DOCUMENT SEGMENT =>
--- --- ---

EDITORIAL PAGE (September 16, 1991)

This country can’t afford the labor dispute its army of public servants have thrust upon it, the largest strike in our history. But even less can it afford to do other than support the government’s efforts to stand fast and hold the line on public spending.

For 110,000 public servants to strike in the midst of a recession is unconscionable. While other Canadians must live with wage freezes, with the possibility that less business means layoffs, with the knowledge that their employer may be forced into bankruptcy during these difficult times, members of the Public Service Alliance of Canada (PSAC) have walked off the job to back their demands for more.

Public servants already have greater job security than any other Canadian working person and they enjoy what is probably the most generous pension plan in the country. But that isn’t enough. Apart from the wage issue, the union is anxious that its power base not be diminished, so a major grievance is the government’s efforts to contract work out. More work contracted out means fewer PSAC members which means less power for the union leadership. Public servants are supposed to serve the public. But when was the last time this union suggested a way to spend the public’s money — our money — more wisely? With a federal deficit this year projected at $30 billion, even with a wage freeze, PSAC should support efforts to contract out more work in efforts to cut government spending. That would lighten the load on its members (which PSAC says are already overworked), help reduce government spending and steer more taxpayers’ money to non-government enterprises, creating jobs in the private sector where companies live or die by how well they perform.

--- --- ---

[Image-grounded pointing data]
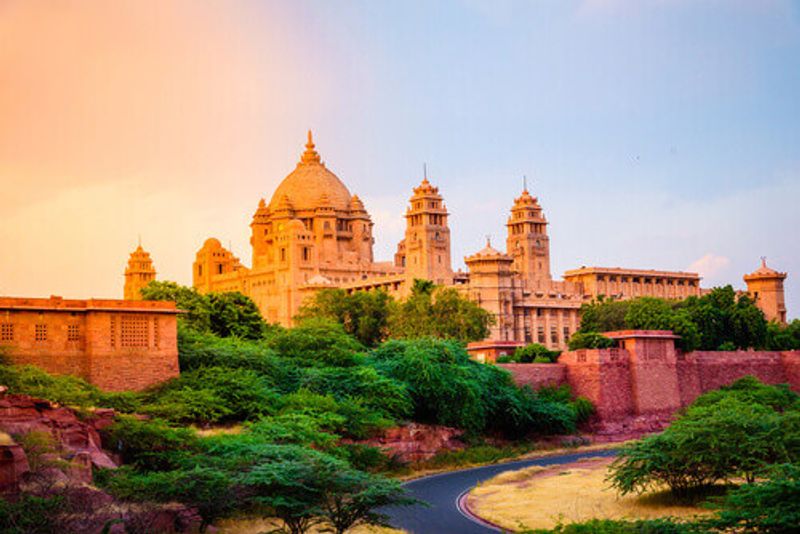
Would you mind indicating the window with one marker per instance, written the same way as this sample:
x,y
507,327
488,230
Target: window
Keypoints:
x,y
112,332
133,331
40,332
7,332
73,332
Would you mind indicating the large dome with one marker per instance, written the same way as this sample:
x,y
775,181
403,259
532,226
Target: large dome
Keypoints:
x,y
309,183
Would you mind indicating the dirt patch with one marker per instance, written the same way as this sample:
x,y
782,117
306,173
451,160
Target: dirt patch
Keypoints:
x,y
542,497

--- --- ---

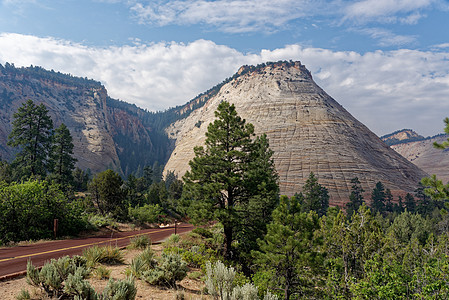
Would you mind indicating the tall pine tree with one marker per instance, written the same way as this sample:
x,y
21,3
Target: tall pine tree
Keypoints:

--- --- ---

Retype the whole editorial on the public servants' strike word for word. None of the material is needed here.

EDITORIAL PAGE (September 16, 1991)

This country can’t afford the labor dispute its army of public servants have thrust upon it, the largest strike in our history. But even less can it afford to do other than support the government’s efforts to stand fast and hold the line on public spending.

For 110,000 public servants to strike in the midst of a recession is unconscionable. While other Canadians must live with wage freezes, with the possibility that less business means layoffs, with the knowledge that their employer may be forced into bankruptcy during these difficult times, members of the Public Service Alliance of Canada (PSAC) have walked off the job to back their demands for more.

Public servants already have greater job security than any other Canadian working person and they enjoy what is probably the most generous pension plan in the country. But that isn’t enough. Apart from the wage issue, the union is anxious that its power base not be diminished, so a major grievance is the government’s efforts to contract work out. More work contracted out means fewer PSAC members which means less power for the union leadership. Public servants are supposed to serve the public. But when was the last time this union suggested a way to spend the public’s money — our money — more wisely? With a federal deficit this year projected at $30 billion, even with a wage freeze, PSAC should support efforts to contract out more work in efforts to cut government spending. That would lighten the load on its members (which PSAC says are already overworked), help reduce government spending and steer more taxpayers’ money to non-government enterprises, creating jobs in the private sector where companies live or die by how well they perform.